:: Rekordy ze zbioru danych do wskazywania punktów ::
**********
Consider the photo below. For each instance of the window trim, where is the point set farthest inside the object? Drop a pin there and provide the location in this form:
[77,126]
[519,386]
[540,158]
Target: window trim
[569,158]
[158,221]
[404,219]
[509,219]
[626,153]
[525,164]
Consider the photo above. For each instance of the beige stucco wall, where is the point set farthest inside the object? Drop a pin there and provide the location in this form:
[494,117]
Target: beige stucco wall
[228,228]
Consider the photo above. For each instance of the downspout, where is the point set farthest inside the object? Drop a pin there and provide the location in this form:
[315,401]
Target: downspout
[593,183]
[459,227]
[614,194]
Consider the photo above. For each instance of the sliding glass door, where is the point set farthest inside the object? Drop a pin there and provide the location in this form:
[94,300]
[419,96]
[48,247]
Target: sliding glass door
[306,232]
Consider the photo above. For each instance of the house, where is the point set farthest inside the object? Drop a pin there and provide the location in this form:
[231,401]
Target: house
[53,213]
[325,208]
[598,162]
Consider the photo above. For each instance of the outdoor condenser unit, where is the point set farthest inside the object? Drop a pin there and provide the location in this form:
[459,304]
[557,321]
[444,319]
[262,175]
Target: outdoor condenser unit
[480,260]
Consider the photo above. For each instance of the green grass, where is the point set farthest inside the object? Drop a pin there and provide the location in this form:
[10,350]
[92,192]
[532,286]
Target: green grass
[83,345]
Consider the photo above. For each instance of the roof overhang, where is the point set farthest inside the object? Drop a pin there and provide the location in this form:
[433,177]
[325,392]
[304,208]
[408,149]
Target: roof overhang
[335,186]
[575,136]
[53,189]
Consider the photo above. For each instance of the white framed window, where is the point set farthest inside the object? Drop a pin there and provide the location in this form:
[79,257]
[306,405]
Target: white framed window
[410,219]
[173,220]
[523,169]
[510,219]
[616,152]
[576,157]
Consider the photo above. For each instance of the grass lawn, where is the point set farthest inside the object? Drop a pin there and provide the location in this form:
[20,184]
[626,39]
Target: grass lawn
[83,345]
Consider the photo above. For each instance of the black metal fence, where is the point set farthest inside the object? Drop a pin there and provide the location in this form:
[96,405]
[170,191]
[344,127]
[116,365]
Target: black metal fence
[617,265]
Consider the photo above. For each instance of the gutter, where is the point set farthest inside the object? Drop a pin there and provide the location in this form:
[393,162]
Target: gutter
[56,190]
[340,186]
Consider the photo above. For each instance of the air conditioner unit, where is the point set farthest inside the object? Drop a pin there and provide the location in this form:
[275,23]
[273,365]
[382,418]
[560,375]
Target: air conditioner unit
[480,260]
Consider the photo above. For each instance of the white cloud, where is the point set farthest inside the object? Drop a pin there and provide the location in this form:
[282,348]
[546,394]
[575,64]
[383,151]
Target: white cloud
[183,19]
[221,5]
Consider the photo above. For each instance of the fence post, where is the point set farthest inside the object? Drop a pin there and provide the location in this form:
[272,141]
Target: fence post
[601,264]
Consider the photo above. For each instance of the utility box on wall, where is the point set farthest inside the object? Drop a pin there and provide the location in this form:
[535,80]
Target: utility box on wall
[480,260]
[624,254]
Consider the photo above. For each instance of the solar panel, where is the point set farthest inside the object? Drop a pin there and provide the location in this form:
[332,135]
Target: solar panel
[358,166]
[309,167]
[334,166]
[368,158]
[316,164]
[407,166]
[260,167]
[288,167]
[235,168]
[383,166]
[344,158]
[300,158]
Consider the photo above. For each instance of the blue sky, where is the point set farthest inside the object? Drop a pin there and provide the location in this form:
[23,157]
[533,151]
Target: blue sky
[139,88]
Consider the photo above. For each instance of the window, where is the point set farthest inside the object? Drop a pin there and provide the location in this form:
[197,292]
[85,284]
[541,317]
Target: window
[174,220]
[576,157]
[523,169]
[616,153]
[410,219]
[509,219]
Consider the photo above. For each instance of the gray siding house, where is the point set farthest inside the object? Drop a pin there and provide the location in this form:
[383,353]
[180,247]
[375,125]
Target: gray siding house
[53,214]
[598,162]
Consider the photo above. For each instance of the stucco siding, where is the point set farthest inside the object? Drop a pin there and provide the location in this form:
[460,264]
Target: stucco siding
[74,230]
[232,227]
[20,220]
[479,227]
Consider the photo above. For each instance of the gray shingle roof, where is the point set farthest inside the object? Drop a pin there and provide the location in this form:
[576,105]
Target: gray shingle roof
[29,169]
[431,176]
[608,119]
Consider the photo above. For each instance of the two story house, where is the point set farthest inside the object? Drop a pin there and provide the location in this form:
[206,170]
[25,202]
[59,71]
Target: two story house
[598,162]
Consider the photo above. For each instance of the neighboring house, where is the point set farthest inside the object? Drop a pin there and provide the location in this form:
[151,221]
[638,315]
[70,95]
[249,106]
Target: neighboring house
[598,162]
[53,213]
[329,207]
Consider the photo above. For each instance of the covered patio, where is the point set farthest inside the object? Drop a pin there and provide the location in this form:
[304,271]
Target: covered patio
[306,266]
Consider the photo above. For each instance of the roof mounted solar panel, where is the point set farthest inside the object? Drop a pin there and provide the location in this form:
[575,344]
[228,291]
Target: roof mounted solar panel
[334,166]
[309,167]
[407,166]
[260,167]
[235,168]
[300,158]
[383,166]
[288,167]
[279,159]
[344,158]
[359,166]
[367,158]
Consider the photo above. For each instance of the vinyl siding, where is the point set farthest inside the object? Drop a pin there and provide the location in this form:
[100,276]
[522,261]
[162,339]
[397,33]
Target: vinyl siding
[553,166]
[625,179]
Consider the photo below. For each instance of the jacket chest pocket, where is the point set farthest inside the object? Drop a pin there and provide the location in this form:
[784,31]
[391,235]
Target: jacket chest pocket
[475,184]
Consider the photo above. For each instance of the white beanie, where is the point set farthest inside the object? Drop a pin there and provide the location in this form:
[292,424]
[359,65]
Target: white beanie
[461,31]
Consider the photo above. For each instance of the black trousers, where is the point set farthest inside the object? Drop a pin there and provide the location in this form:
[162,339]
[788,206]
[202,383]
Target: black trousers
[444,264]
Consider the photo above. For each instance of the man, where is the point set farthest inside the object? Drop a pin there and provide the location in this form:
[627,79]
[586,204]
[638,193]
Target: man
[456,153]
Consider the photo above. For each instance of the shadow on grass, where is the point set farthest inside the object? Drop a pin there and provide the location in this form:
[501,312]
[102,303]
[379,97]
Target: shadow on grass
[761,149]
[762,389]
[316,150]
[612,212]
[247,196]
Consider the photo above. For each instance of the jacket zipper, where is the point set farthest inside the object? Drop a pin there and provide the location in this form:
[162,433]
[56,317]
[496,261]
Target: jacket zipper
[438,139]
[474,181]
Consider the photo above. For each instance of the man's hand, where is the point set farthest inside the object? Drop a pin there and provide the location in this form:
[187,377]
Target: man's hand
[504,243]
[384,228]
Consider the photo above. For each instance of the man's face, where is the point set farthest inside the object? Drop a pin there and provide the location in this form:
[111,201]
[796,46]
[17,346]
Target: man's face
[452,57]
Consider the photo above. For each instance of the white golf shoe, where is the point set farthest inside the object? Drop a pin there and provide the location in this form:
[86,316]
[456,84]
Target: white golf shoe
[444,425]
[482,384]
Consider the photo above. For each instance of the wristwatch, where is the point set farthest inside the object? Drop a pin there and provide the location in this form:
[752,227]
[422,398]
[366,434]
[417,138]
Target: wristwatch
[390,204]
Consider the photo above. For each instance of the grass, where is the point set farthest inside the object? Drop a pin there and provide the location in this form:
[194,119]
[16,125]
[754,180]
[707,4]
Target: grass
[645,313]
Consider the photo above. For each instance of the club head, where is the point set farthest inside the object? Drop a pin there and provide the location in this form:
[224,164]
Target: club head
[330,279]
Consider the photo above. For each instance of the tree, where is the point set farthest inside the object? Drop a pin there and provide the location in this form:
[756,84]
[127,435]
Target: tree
**********
:: CO NALEŻY ZROBIĆ ::
Przepisz bez zmian fragment rekordów od wiersza zawierającego „Consider the photo above. For each instance of the tree, where” aż do końca rekordów, włącznie z oboma skrajnymi wierszami.

:: WYNIK KOŃCOWY ::
Consider the photo above. For each instance of the tree, where is the point set farthest inside the object? Drop a pin there and provide the location in this form:
[756,84]
[127,435]
Target: tree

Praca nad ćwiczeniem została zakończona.